Most casual fishkeepers probably do not need anything larger than a 10 gallon aquarium to quarantine new arrivals. You may be able to use a 5-gallon or even smaller aquarium depending on the species you are quarantining.
Since you are only keeping your new fish in this set up temporarily, you can usually use a container smaller than the recommended tank size for your fish. If possible, use an aquarium with a bare bottom and as little decor as possible (recognizing that some species will need hiding places). This reduces places for pathogens to grow and hide and makes it easy to clean and maintain.
Sponge filters are probably the easiest and cheapest type of filter for a quarantine set up. If you have planned in advance for your new arrival, you can pre-seed the sponge filter with nitrifying bacteria by leaving it in your established aquarium for a few weeks. If your new arrival was unplanned, you can still use the sponge filter, but you will need to do frequent water changes to maintain the water quality.
It is important to quarantine your new arrivals at the temperature they will be kept at in your established tank, because some diseases only show up at certain temperatures. If you quarantine at a different temperature than the temperature they will be kept at, you might miss something.
One month should be a sufficient time to quarantine new arrivals for home aquaria. During quarantine:
Observe fish closely for signs of disease (lethargy, lack of appetite, flashing, white spots on the skin). Treatments are not needed unless fish show signs of disease. Unnecessary treatments are hard on fish and can worsen their health.

Work request A
In the passage on quarantining new aquarium fish, translate this sentence into Spanish: "Sponge filters are probably the easiest and cheapest type of filter for a quarantine set up."
Work request B
Write a few more sentences that carry on the passage on quarantining new aquarium fish, starting after its final sentence.

Data supplied
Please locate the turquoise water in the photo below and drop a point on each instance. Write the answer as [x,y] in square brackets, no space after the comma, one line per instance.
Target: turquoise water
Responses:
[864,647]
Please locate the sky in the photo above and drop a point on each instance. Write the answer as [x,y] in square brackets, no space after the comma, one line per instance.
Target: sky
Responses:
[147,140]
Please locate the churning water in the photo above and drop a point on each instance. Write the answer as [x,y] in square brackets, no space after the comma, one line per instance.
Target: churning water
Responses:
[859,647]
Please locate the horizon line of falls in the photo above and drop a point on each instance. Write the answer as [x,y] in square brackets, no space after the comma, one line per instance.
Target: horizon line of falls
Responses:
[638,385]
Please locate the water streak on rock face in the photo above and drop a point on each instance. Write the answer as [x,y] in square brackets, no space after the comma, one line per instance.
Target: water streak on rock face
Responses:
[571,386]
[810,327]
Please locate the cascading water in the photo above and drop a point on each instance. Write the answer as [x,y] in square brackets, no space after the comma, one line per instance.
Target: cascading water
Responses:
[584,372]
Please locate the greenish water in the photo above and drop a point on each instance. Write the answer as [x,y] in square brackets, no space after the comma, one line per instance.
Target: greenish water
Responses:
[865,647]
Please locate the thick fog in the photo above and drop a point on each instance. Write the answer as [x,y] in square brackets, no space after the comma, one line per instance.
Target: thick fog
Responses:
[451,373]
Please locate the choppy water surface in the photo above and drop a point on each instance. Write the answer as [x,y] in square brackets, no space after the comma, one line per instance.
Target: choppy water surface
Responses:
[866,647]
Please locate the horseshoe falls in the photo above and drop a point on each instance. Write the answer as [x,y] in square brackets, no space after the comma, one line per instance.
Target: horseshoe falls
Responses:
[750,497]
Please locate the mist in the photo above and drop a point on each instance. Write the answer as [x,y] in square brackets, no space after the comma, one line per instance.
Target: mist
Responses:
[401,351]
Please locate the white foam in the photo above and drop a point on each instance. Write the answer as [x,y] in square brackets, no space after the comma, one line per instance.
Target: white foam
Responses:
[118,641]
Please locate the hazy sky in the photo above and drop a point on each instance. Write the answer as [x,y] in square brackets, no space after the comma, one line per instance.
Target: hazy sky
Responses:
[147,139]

Task output A
Los filtros de esponja son probablemente el tipo de filtro más fácil y económico para una instalación de cuarentena.

Task output B
Maintain excellent hygiene and water quality. Perform regular, large volume water changes. Siphon out uneaten food and waste frequently. Consider using a UV unit to remove pathogens from the water.
If fish remain healthy for the month of quarantine, they can be moved into your main aquarium. If fish are ill or there are deaths, do not move fish out of quarantine until the problem has been resolved.
When your quarantine is done, you can empty the quarantine tank and store it until the next time you go to your fish store and get new fish. Keeping a spare aquarium can be beneficial in case of sick fish, equipment failures in your main tank, unexpected spawns, or disagreements between tankmates. Quarantine doesn’t have to be complicated. A simple setup can go a long way to protecting the health of your fish.